Line by line, copy all of the data exactly.
---+---
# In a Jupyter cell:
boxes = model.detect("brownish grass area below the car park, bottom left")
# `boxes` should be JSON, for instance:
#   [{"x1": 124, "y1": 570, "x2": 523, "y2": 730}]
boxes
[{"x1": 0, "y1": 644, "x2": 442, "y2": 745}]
---+---
▶ [Exercise output]:
# In a Jupyter cell:
boxes = model.detect("brownish grass area below the car park, bottom left")
# `boxes` should be JSON, for instance:
#   [{"x1": 124, "y1": 570, "x2": 523, "y2": 730}]
boxes
[{"x1": 0, "y1": 644, "x2": 442, "y2": 745}]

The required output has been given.